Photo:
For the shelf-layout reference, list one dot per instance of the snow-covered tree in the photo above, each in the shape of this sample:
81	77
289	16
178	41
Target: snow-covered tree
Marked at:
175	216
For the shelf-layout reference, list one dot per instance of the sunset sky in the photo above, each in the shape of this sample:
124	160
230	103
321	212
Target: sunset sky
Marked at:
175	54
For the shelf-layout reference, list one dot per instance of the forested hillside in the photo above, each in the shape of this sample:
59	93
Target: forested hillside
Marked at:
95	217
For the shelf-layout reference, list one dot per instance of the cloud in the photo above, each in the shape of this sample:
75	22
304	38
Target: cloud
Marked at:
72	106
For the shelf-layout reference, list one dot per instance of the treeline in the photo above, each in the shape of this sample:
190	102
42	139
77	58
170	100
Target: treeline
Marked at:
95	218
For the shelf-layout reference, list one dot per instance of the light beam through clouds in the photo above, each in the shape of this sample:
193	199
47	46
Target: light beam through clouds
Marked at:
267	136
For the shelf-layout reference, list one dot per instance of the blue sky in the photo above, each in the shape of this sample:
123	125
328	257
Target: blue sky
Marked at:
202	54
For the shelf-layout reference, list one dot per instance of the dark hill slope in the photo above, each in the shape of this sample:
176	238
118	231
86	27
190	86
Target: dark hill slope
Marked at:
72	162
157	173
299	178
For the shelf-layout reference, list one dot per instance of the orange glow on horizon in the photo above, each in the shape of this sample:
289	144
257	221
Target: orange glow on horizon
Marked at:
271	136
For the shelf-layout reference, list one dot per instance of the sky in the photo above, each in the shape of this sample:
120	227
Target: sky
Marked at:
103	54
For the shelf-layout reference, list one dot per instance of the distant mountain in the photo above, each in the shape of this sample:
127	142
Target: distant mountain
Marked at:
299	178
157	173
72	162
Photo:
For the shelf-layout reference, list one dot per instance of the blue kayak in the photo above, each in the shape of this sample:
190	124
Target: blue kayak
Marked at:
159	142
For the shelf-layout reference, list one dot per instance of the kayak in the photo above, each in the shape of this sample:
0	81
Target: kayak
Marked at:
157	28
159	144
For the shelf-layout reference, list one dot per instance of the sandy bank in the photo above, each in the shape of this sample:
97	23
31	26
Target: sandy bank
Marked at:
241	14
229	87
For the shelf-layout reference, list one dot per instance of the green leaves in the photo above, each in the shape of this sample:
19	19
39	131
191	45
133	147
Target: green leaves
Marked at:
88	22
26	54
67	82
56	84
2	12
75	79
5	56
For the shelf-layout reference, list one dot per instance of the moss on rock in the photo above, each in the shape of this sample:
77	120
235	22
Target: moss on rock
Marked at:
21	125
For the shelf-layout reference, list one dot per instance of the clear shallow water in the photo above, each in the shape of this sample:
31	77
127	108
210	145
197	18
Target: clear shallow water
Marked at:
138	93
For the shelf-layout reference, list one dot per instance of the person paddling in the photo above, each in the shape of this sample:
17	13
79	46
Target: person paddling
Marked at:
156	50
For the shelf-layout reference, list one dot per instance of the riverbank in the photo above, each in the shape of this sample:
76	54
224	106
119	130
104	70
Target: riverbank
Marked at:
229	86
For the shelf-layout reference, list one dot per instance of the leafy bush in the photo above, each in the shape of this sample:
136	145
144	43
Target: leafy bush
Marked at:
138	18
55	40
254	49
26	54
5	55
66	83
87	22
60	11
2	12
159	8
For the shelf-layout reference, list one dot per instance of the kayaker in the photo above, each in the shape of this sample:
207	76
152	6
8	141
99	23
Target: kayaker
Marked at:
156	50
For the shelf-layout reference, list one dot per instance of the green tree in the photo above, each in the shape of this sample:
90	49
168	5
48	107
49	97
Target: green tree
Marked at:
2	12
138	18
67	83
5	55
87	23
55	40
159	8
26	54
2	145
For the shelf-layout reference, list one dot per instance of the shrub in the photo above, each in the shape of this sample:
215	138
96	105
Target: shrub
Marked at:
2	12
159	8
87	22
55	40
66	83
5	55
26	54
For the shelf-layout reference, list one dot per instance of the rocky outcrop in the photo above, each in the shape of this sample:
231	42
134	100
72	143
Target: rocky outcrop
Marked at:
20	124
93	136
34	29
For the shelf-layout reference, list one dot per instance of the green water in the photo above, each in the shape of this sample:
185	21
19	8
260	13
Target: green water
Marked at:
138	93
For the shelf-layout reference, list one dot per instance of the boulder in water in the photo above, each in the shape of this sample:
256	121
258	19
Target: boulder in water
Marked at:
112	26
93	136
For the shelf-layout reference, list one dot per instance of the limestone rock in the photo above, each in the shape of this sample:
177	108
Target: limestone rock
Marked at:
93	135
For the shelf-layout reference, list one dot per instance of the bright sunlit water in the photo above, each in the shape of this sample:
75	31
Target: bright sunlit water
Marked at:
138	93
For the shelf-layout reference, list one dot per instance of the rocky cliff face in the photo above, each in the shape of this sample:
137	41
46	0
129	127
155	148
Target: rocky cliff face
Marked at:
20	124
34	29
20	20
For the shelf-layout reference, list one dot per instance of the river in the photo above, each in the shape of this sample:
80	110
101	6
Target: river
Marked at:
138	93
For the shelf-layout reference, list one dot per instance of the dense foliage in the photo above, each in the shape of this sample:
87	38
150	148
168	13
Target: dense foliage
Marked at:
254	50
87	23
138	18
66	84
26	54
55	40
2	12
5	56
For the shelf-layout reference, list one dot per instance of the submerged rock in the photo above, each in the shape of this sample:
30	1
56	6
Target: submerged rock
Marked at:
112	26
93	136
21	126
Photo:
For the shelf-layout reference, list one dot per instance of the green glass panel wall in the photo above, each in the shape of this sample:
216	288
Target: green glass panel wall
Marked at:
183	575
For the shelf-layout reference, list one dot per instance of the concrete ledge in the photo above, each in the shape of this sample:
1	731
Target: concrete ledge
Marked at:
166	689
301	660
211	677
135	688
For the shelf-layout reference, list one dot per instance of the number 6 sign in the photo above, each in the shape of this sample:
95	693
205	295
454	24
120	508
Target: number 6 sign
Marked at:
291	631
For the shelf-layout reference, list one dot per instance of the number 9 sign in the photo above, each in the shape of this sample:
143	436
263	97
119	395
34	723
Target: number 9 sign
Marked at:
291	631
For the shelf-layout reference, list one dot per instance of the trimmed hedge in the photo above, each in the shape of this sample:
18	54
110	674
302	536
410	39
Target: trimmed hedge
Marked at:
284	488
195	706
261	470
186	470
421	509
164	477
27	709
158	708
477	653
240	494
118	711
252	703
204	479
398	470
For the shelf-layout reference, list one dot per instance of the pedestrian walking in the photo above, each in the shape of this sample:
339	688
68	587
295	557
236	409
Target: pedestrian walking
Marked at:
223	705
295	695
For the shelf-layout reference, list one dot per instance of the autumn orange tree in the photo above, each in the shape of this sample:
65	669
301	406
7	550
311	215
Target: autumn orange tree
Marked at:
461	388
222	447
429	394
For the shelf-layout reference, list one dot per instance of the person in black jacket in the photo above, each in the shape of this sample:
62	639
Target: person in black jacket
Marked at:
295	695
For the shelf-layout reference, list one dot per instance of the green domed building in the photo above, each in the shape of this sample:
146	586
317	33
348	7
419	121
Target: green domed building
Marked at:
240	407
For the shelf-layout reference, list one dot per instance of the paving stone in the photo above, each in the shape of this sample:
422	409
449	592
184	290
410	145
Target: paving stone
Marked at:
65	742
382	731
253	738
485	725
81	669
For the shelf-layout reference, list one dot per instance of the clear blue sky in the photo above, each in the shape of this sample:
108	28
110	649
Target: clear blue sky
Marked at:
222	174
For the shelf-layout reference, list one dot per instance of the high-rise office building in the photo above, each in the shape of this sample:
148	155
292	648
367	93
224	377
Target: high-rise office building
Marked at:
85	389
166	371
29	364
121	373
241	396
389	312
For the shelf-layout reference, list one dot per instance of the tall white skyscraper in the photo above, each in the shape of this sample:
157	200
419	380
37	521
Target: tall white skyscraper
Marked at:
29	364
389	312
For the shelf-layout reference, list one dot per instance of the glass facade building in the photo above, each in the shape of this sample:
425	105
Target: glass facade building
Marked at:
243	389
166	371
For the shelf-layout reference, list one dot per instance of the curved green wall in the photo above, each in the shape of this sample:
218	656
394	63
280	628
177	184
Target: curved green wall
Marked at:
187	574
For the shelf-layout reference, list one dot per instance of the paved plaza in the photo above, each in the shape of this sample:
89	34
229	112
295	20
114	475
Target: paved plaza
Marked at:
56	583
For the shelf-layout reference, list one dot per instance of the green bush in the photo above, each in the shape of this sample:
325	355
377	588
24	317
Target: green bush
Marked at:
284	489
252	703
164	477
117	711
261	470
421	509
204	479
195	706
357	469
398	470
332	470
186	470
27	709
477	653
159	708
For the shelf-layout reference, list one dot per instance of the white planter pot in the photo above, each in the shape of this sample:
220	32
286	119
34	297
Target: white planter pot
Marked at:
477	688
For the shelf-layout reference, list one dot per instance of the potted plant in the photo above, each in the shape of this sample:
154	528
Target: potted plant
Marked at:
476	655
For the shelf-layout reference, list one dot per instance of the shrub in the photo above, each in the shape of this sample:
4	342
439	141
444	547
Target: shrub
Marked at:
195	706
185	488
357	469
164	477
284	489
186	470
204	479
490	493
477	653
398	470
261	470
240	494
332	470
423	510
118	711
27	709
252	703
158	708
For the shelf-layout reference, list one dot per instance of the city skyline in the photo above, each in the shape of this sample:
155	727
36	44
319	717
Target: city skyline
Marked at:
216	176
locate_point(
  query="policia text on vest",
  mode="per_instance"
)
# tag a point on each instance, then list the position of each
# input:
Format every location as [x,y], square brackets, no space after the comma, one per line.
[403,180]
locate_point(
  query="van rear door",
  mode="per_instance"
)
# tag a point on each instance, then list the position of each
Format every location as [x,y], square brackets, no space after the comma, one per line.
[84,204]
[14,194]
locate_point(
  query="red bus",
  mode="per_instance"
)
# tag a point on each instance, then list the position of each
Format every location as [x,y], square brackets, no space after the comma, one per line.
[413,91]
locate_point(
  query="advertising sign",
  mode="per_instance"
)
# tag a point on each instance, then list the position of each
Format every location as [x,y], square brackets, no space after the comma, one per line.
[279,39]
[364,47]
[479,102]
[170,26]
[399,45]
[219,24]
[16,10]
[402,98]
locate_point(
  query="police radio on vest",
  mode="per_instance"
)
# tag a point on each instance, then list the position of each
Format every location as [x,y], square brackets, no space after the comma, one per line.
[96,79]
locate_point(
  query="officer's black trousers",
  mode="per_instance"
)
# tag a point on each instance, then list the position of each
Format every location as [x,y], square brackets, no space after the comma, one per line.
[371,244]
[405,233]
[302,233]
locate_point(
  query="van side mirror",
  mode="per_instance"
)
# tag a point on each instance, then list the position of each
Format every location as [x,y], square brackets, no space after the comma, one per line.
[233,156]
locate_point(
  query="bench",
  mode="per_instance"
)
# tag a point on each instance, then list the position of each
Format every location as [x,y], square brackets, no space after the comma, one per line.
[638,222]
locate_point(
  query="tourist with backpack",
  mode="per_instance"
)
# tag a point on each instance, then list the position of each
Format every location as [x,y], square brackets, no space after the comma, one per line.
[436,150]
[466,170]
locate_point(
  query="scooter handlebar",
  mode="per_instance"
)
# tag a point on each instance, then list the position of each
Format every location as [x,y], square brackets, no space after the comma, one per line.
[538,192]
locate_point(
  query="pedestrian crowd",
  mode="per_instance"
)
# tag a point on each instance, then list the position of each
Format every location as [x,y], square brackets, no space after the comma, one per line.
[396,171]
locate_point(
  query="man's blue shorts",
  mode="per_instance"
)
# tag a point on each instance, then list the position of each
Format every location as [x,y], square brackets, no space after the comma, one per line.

===============

Can you gather every line of the listing above that contains the string "sandy"? Case counts.

For the shelf-layout reference, list one dot per instance of the sandy bank in the photo above, each in the shape of this sample:
Target: sandy bank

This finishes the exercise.